--- Aim a ---
According to the excerpt on the health-care law's employer mandate, how many full-time employees does Mr. Levi have?

--- Text segment ---
****************

From the Wall Street Journal:


Small-business owners across the U.S. are bracing for the health-care law that kicks in next year, fearing it will increase the cost of providing insurance to employees.

But Rick Levi, a business owner in Des Moines, Iowa, is among those considering the government's escape hatch: paying a penalty to avoid the law's "employer mandate."

Under the Affordable Care Act, employers with 50 or more full-time workers will be required to provide coverage for employees who work an average of 30 or more hours a week in a given month. An alternative to that mandate is for business owners to pay a $2,000 penalty for each full-time worker over a 30-employee threshold.

Mr. Levi currently spends about $140,000 a year on insurance premiums to cover 25 managerial staff at his business, Consolidated Management, which runs cafeterias at schools, offices and jails.

Under the new law, he will have to offer insurance to all of his 102 full-time employees starting in January. Assuming all of them take the coverage, Mr. Levi says the cost of premiums could exceed $500,000.

"I've never made a profit in any year of the company that has surpassed that amount," says Mr. Levi, 62 years old. "I don't make enough money."

****************

--- The input ---
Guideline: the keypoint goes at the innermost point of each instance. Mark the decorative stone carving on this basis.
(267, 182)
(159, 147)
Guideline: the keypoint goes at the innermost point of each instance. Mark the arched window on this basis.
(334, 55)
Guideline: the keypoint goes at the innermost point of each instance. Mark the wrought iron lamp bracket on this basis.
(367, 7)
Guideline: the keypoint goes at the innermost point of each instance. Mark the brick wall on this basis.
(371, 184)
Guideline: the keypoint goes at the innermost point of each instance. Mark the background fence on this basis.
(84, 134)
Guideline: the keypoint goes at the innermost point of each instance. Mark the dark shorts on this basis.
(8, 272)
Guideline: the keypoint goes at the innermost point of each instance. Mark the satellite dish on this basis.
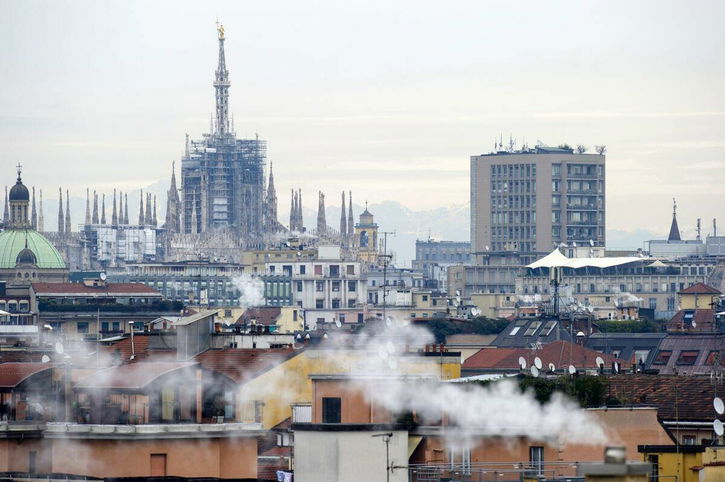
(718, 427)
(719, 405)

****************

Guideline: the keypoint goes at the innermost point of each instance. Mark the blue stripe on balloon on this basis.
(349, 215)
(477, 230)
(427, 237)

****************

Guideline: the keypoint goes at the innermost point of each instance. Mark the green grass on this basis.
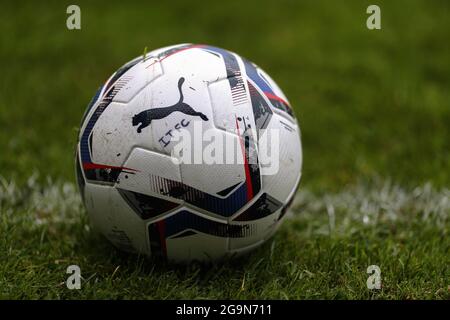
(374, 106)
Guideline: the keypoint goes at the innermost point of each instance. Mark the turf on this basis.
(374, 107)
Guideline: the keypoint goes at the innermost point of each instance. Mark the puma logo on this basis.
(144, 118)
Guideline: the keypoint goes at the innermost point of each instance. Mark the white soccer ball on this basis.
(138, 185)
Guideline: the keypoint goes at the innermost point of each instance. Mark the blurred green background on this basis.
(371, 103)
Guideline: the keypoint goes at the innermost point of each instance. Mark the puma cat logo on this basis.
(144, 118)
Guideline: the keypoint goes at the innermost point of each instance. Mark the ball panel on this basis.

****************

--- Aim b ---
Recast the part of the records that opens with the line containing "turf on this basis." and closes with the line containing "panel on this basis." as a Markdown table with the columns Row and Line. Include only those lines, number each one, and leave out blank lines.

--- Complete answer a ---
102

--- Complete answer b ---
| Row | Line |
|---|---|
| 1 | Guideline: the keypoint goes at the innermost point of each instance. Mark the turf on this basis. |
| 2 | (374, 107) |
| 3 | Guideline: the keypoint goes at the innermost point of each instance. Mark the puma logo on this basis. |
| 4 | (144, 118) |
| 5 | Guideline: the keypoint goes at the innermost point of each instance. Mark the white soccer ball on this basis. |
| 6 | (138, 185) |
| 7 | Guideline: the keypoint goes at the innermost point of each instance. Mark the blurred green background on this basis. |
| 8 | (371, 103) |
| 9 | Guideline: the keypoint goes at the innermost point of each instance. Mark the puma cat logo on this basis. |
| 10 | (144, 118) |
| 11 | Guideline: the keypoint goes at the innermost point of each instance. Mark the ball panel on this basis. |